Goal of the exercise: When you retype the listing, keep every word exactly as it appears.

Record set:
==========

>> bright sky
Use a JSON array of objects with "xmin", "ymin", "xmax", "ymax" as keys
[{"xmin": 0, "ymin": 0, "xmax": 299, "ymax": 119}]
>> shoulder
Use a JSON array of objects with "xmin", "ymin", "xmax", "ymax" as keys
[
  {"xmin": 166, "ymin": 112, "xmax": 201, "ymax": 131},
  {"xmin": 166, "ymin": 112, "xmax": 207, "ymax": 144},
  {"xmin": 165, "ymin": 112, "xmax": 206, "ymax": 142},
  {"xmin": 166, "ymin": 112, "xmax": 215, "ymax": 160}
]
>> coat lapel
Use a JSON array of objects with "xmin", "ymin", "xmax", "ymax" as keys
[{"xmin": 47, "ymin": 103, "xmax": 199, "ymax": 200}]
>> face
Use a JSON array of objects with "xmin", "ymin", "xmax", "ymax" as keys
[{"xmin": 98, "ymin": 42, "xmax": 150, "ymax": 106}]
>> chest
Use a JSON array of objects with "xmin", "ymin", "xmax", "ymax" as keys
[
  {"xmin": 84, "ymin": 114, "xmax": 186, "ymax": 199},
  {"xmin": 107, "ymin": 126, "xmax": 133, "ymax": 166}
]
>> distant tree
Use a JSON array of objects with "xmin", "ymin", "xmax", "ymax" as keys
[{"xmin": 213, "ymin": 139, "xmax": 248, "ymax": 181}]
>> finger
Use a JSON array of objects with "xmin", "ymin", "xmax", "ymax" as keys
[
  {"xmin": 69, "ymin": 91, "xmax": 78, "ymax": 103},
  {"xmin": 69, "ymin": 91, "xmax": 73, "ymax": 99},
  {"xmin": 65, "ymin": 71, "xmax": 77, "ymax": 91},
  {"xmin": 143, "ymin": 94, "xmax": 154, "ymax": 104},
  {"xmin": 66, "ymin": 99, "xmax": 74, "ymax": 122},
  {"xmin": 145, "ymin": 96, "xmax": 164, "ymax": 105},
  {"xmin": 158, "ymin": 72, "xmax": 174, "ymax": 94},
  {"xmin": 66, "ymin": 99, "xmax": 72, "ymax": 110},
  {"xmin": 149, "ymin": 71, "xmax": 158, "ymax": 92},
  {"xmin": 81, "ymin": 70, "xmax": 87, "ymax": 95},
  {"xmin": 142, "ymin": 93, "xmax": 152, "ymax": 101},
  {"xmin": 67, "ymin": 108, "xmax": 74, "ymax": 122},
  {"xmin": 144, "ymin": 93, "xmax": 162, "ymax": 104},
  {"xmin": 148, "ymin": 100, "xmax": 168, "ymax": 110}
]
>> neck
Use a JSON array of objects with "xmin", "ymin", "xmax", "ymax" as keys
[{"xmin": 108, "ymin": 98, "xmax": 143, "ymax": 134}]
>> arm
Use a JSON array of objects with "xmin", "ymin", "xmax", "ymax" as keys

==========

Finished task:
>> bright sky
Use a JSON array of objects with "xmin", "ymin", "xmax", "ymax" as keys
[{"xmin": 0, "ymin": 0, "xmax": 299, "ymax": 119}]
>> shoulder
Use a JSON array of objects with "xmin", "ymin", "xmax", "ymax" as keys
[
  {"xmin": 166, "ymin": 112, "xmax": 201, "ymax": 131},
  {"xmin": 166, "ymin": 112, "xmax": 207, "ymax": 144},
  {"xmin": 165, "ymin": 112, "xmax": 206, "ymax": 142},
  {"xmin": 166, "ymin": 112, "xmax": 215, "ymax": 160}
]
>> coat lapel
Use a JSON array of objects with "xmin", "ymin", "xmax", "ymax" as keys
[{"xmin": 47, "ymin": 103, "xmax": 199, "ymax": 200}]
>> face
Use a JSON array of objects with "xmin", "ymin", "xmax", "ymax" as keys
[{"xmin": 98, "ymin": 42, "xmax": 150, "ymax": 106}]
>> chest
Use a JSON array of objects with "xmin", "ymin", "xmax", "ymax" as keys
[
  {"xmin": 84, "ymin": 114, "xmax": 186, "ymax": 199},
  {"xmin": 107, "ymin": 126, "xmax": 133, "ymax": 166}
]
>> distant tree
Use a JSON array of objects with "xmin", "ymin", "xmax", "ymax" as keys
[{"xmin": 213, "ymin": 139, "xmax": 248, "ymax": 181}]
>> finger
Use a JSON array of objects with "xmin", "ymin", "xmax", "ymax" as keys
[
  {"xmin": 69, "ymin": 91, "xmax": 78, "ymax": 103},
  {"xmin": 69, "ymin": 91, "xmax": 73, "ymax": 99},
  {"xmin": 65, "ymin": 71, "xmax": 77, "ymax": 91},
  {"xmin": 143, "ymin": 94, "xmax": 154, "ymax": 104},
  {"xmin": 66, "ymin": 99, "xmax": 74, "ymax": 122},
  {"xmin": 145, "ymin": 96, "xmax": 164, "ymax": 105},
  {"xmin": 158, "ymin": 72, "xmax": 174, "ymax": 94},
  {"xmin": 66, "ymin": 99, "xmax": 72, "ymax": 110},
  {"xmin": 149, "ymin": 71, "xmax": 158, "ymax": 92},
  {"xmin": 81, "ymin": 70, "xmax": 87, "ymax": 95},
  {"xmin": 142, "ymin": 93, "xmax": 152, "ymax": 101},
  {"xmin": 67, "ymin": 108, "xmax": 74, "ymax": 122},
  {"xmin": 144, "ymin": 93, "xmax": 162, "ymax": 104},
  {"xmin": 148, "ymin": 100, "xmax": 168, "ymax": 110}
]
>> neck
Use a JSON array of objects with "xmin", "ymin", "xmax", "ymax" as keys
[{"xmin": 108, "ymin": 98, "xmax": 143, "ymax": 134}]
>> arm
Use a JSON array of objects with "xmin", "ymin", "xmax", "ymax" as keys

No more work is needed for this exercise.